--- Start RECORDS SHOWN ---

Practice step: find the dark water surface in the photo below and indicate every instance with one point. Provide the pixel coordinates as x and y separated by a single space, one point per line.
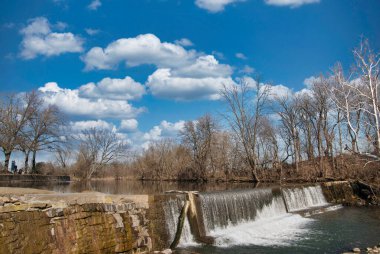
330 232
128 186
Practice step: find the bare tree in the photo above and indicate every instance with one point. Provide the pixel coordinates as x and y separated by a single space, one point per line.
198 136
15 112
44 130
289 112
97 148
245 107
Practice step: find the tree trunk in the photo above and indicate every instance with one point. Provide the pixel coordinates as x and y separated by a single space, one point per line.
7 155
34 169
26 161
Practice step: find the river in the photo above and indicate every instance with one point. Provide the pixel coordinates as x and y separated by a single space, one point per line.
245 219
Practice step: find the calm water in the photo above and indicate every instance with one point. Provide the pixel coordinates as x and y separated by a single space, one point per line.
128 186
331 232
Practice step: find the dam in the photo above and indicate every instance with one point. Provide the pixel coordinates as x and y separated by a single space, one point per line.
263 220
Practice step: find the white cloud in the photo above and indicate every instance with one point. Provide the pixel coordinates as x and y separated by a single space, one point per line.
79 126
8 25
91 31
164 130
310 81
129 125
94 5
241 56
165 85
38 39
114 89
215 5
247 69
143 49
291 3
181 74
71 103
61 25
184 42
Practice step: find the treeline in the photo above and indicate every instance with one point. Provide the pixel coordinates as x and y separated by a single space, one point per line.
329 130
28 126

--- End RECORDS SHOWN ---

**DESCRIPTION OF THE TASK**
Rewrite the records above as a two-column CSV with the header instruction,coordinates. Give one row per instruction, with its wording and its answer each in a single quoted field and line breaks turned into spaces, and leave the picture out.

**RESULT**
instruction,coordinates
"Practice step: find the dark water surface in the photo below and indicate every instance with one point. Provide the pixel coordinates as x and y separated by a single space, one point per line.","330 232 128 186"
"Practice step: find the bare tree in the photo above and indicate every instance with one point. Provide the pixel coordinates as x and y separated by a single space, one point per line.","198 136 15 112 44 130 289 112 97 148 245 107"
"Practice step: find the tree trunk in the photo above and indicate every instance with one point. Provide the pixel coordinates as x and y separated by a single space, one point per line.","7 155 34 169 26 161"
"Practice step: find the river in the photo above and indicate every instance with one point. Provide the pixel coordinates as x and y separated by a single space, one point per line.","245 219"
"Practice step: find the calm water in the photo above and indicate every instance with one point. Provide the pixel coordinates as x and y separated by a single space, one point per line.","128 186 331 232"
"Practice step: find the dam in the photo above and indicate every instance with one point. Provide the pixel coordinates as x and y separated by a single space, one point per line.","263 220"
"Practice step: find the white cloud in the photo above and indicate every instance with one point. Provide the pixel coordinates as x and y separated by a single space, one point per line.","79 126 8 25 91 31 164 130 310 81 129 125 94 5 241 56 165 85 38 39 114 89 215 5 247 69 143 49 291 3 181 74 71 103 61 25 184 42"
"Practice step: find the treeline in the photo above and indicate every instance with one point. Provide the pixel coordinates as x and y separated by a single space, one point per line.","329 130 28 126"